- [Exercise] Reproduce the part of the data that opens with the line containing "For the image shown here, identify where the ice" and closes with the line containing "[173,0,348,148]", requests included, shifting every bounding-box coordinate in the answers by -73. Leave the rest of the data out.

=== Records for this exercise ===

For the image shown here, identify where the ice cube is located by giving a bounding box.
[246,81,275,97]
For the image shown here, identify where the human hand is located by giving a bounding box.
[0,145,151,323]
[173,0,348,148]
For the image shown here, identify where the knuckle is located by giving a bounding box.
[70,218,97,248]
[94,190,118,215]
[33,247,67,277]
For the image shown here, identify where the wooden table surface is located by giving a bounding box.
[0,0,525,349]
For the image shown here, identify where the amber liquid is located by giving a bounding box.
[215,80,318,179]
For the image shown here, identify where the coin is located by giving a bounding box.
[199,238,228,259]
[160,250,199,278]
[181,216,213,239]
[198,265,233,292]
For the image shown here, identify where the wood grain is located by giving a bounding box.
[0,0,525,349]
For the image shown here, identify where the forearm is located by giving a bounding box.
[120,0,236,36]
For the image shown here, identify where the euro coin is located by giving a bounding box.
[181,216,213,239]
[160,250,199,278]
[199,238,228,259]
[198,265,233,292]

===
=== Records for this exercise ===

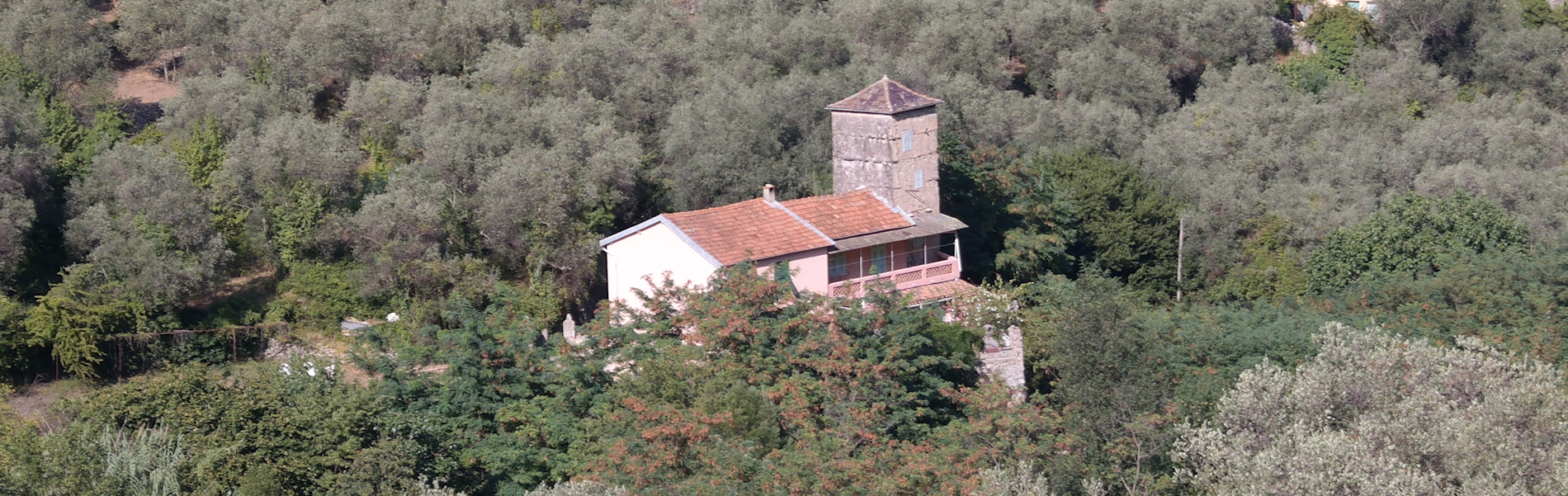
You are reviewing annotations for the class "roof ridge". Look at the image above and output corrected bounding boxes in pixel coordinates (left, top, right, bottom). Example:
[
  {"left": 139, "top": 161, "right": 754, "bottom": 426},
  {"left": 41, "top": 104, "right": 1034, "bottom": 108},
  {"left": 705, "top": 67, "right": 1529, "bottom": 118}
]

===

- [Reply]
For the image shown here, identify where the ice cube is located by giving a bounding box.
[173,8,202,24]
For the image shown here, identify where the human hand is located by giving a bounding box.
[-73,72,78,250]
[100,-73,275,75]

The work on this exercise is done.